• **What this task involves**:
Convert the records into a Markdown table with one row per line, skipping blank lines. Put a running row number under "Row" and the line itself under "Line".

• **Data supplied**:
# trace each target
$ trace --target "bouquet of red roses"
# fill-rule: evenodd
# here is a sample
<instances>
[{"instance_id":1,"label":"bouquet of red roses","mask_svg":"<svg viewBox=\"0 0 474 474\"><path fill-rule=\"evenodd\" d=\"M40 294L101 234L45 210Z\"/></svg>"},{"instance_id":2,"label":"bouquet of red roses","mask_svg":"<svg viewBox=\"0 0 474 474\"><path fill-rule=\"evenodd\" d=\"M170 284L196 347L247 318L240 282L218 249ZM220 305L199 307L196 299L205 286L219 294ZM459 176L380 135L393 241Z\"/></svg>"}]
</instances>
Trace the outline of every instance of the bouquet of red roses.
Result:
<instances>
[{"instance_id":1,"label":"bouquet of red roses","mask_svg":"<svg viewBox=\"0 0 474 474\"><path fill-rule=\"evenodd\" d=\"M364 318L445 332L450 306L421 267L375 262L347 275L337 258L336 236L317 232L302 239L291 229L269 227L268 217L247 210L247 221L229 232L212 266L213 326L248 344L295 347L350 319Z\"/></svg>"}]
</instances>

• **Result for this exercise**:
| Row | Line |
|---|---|
| 1 | # trace each target |
| 2 | $ trace --target "bouquet of red roses" |
| 3 | # fill-rule: evenodd |
| 4 | # here is a sample |
| 5 | <instances> |
| 6 | [{"instance_id":1,"label":"bouquet of red roses","mask_svg":"<svg viewBox=\"0 0 474 474\"><path fill-rule=\"evenodd\" d=\"M40 294L101 234L45 210Z\"/></svg>"},{"instance_id":2,"label":"bouquet of red roses","mask_svg":"<svg viewBox=\"0 0 474 474\"><path fill-rule=\"evenodd\" d=\"M170 284L196 347L247 318L240 282L218 249ZM220 305L199 307L196 299L205 286L219 294ZM459 176L380 135L393 241Z\"/></svg>"}] |
| 7 | </instances> |
| 8 | Trace the outline of every instance of the bouquet of red roses. |
| 9 | Result: |
| 10 | <instances> |
| 11 | [{"instance_id":1,"label":"bouquet of red roses","mask_svg":"<svg viewBox=\"0 0 474 474\"><path fill-rule=\"evenodd\" d=\"M364 318L445 332L450 306L421 267L375 262L347 275L337 258L336 236L317 232L302 239L291 229L269 227L268 217L247 210L247 221L229 232L212 266L213 326L248 344L295 347L350 319Z\"/></svg>"}] |
| 12 | </instances> |